**SELECTED TEXT**

:::::

From pushing employees to use AI to fearing burning too many tokens: more and more companies are tightening their internal AI usage quotas.

Companies spent a year forcing employees to use AI, now they have to stop them from using it too aggressively. From Accenture banning employees from using AI to convert PDFs, to Uber burning through its entire annual AI budget by April, to Amazon and Meta simultaneously tightening quotas, the era of "tokenmaxxing" is dead. Executives are still waiting for an answer on whether the AI business model is truly worth the price.
(Previous context: The end of tokens has arrived: GitHub Copilot token price hikes spark negative reviews, as the AI industry shifts entirely to usage-based pricing)
(Background supplement: GitHub Copilot's fee change reveals the "biggest lie" in the AI industry)

Table of Contents

Toggle

  • From Leaderboards to Bans
  • Why Are Bills Skyrocketing?
  • The AI Business Model Called into Question

A year ago, companies told employees: Not using AI could cost you a promotion. Now the same companies are holding meetings to discuss how to stop employees from using AI to create PowerPoint presentations. Accenture, Uber, Amazon, Meta, Walmart, Cisco—these companies almost simultaneously announced tightening internal AI usage quotas in the first half of 2026. Their common predicament is simple: They've poured huge sums of money into AI but can't clearly explain what they've gotten in return.

From Leaderboards to Bans

The absurdity lies in the fact that many companies pushed employees into this trap themselves.

:::::

Data records:
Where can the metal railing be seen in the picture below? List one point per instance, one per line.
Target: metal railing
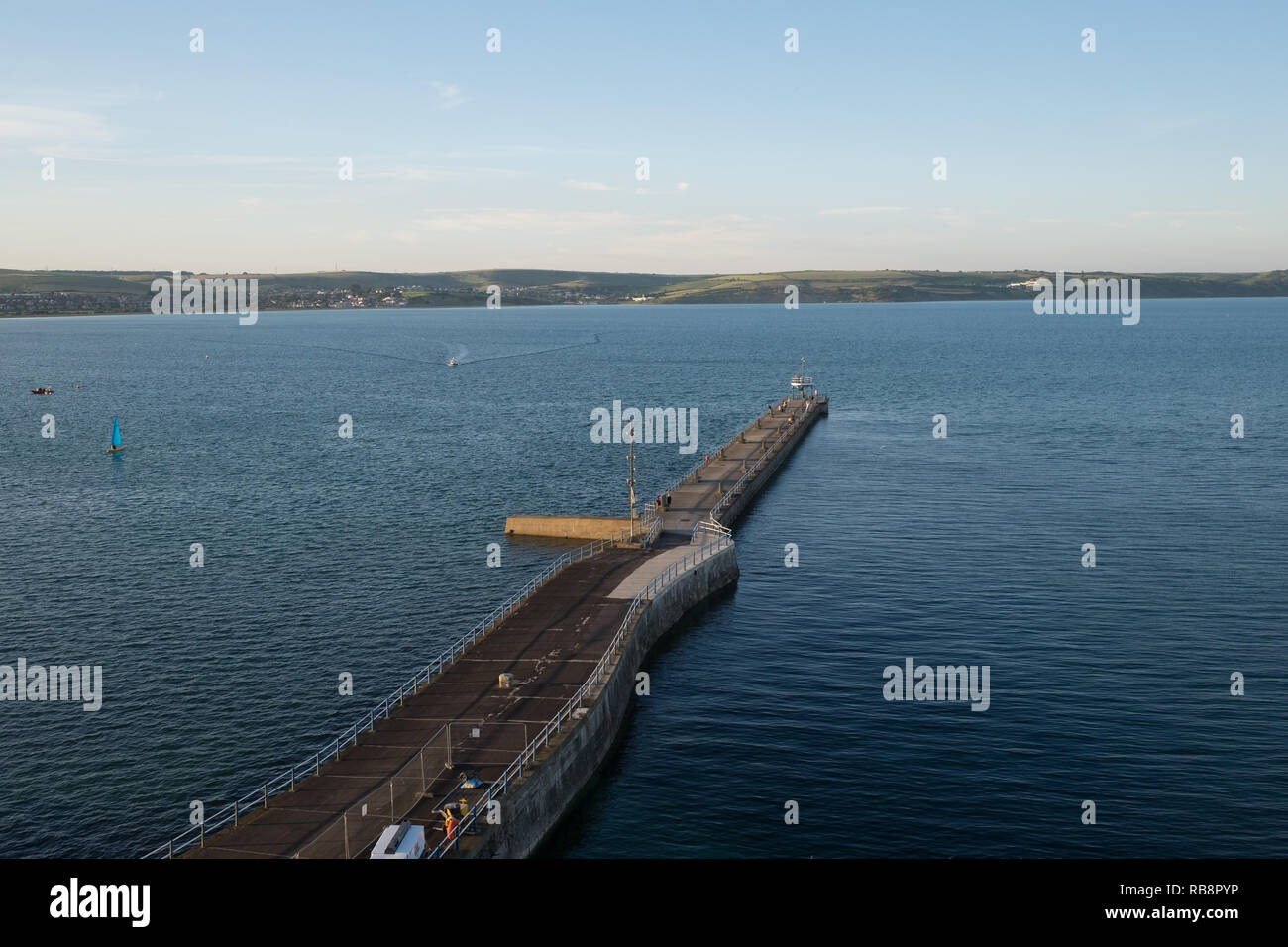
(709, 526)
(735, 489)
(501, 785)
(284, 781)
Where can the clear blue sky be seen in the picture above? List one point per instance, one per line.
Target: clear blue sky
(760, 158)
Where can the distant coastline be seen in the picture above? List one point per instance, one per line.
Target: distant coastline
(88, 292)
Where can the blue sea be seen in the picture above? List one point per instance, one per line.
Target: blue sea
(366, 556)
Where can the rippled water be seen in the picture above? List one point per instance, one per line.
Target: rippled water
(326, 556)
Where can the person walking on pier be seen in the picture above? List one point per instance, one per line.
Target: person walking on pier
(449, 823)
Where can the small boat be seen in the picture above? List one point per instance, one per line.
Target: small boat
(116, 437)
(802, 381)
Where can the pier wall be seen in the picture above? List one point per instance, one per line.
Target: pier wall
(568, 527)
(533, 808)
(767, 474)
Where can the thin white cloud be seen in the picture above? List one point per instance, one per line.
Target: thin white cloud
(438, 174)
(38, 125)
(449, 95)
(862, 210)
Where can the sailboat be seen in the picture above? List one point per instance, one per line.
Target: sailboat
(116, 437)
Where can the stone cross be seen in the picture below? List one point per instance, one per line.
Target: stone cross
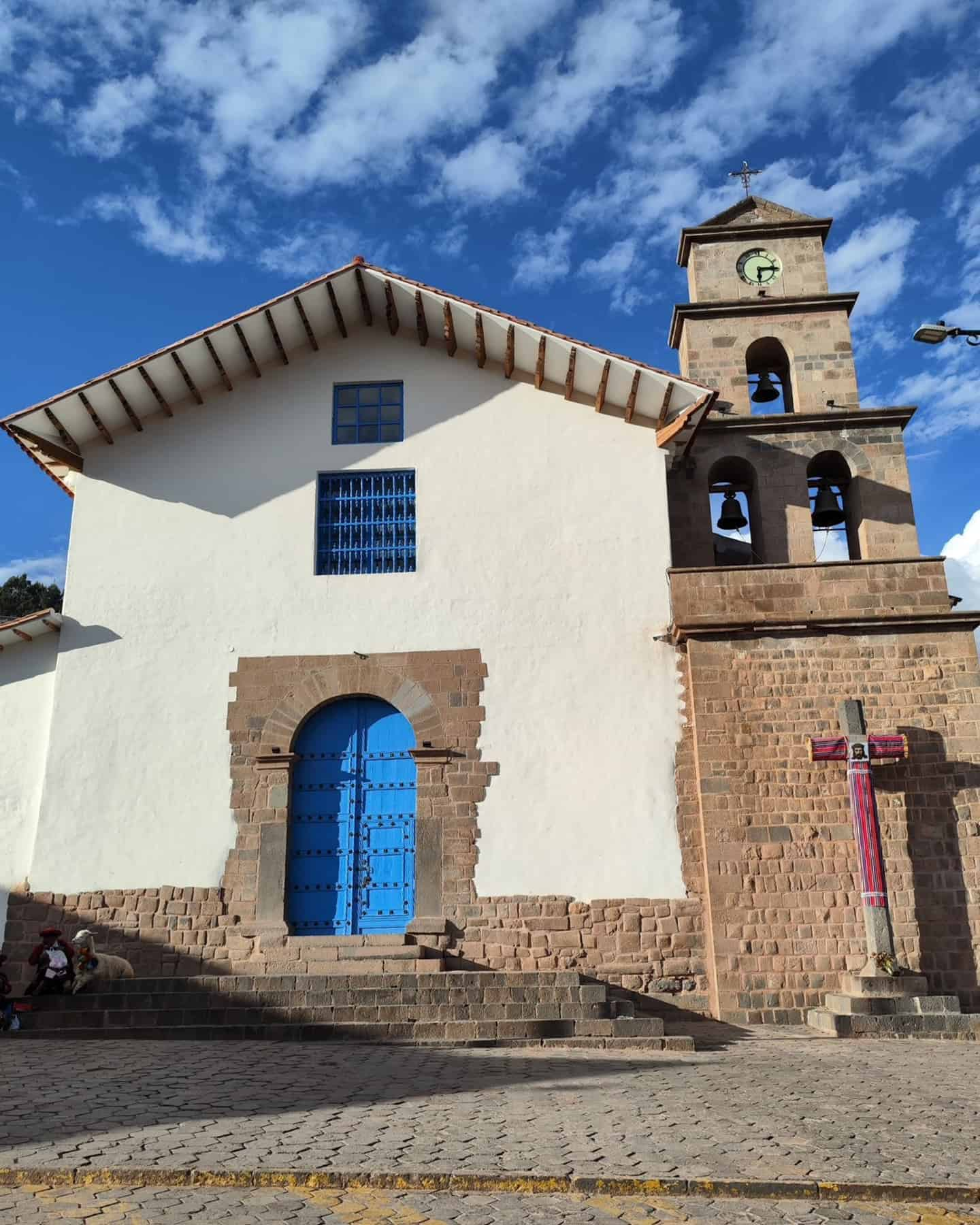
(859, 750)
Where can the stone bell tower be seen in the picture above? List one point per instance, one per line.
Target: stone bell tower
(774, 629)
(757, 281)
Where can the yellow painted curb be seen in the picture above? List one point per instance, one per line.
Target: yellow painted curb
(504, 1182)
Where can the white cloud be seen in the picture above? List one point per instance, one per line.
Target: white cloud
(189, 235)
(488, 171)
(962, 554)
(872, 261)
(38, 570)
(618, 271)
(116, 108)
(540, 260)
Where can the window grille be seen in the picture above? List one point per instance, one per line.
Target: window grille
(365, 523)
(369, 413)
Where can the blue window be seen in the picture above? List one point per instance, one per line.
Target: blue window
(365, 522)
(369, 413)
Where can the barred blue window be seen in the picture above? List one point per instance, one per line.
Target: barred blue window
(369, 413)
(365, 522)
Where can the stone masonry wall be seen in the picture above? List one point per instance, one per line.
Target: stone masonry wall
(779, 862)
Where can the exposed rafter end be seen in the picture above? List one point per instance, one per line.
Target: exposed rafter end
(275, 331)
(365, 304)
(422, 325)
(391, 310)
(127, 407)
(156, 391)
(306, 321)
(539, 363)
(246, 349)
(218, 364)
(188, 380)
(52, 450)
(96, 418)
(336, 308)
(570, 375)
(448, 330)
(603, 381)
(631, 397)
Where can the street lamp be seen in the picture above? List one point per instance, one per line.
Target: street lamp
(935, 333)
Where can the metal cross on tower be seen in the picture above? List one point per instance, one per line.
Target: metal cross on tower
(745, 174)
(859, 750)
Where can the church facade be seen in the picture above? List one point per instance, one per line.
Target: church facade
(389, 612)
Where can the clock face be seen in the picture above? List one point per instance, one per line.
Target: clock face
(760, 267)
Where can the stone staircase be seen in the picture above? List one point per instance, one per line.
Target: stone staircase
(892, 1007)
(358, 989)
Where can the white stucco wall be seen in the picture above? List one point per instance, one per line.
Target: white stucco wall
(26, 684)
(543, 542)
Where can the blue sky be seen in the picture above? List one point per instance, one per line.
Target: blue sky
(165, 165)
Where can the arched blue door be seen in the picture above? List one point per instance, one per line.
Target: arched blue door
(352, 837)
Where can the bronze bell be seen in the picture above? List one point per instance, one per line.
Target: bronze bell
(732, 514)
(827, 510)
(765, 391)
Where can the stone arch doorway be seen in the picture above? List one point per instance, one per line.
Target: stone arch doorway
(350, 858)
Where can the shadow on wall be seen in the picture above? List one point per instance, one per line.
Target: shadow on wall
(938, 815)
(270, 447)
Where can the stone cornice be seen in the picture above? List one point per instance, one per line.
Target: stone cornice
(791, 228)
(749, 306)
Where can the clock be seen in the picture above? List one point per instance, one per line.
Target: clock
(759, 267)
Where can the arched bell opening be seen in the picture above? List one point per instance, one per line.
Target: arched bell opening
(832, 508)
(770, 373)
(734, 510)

:::::

**TASKS TO COMPLETE**
- 1) Translate into Spanish this sentence from the article on corporate AI usage quotas: "Their common predicament is simple: They've poured huge sums of money into AI but can't clearly explain what they've gotten in return."
- 2) Reproduce word for word everything in the article on corporate AI usage quotas from "(Previous context: The" down to "gotten in return.".

**RESPONSES TO THE EXERCISE**
- 1) Su dificultad común es sencilla: han invertido enormes sumas de dinero en IA, pero no pueden explicar con claridad qué han obtenido a cambio.

- 2)
(Previous context: The end of tokens has arrived: GitHub Copilot token price hikes spark negative reviews, as the AI industry shifts entirely to usage-based pricing)
(Background supplement: GitHub Copilot's fee change reveals the "biggest lie" in the AI industry)

Table of Contents

Toggle

  • From Leaderboards to Bans
  • Why Are Bills Skyrocketing?
  • The AI Business Model Called into Question

A year ago, companies told employees: Not using AI could cost you a promotion. Now the same companies are holding meetings to discuss how to stop employees from using AI to create PowerPoint presentations. Accenture, Uber, Amazon, Meta, Walmart, Cisco—these companies almost simultaneously announced tightening internal AI usage quotas in the first half of 2026. Their common predicament is simple: They've poured huge sums of money into AI but can't clearly explain what they've gotten in return.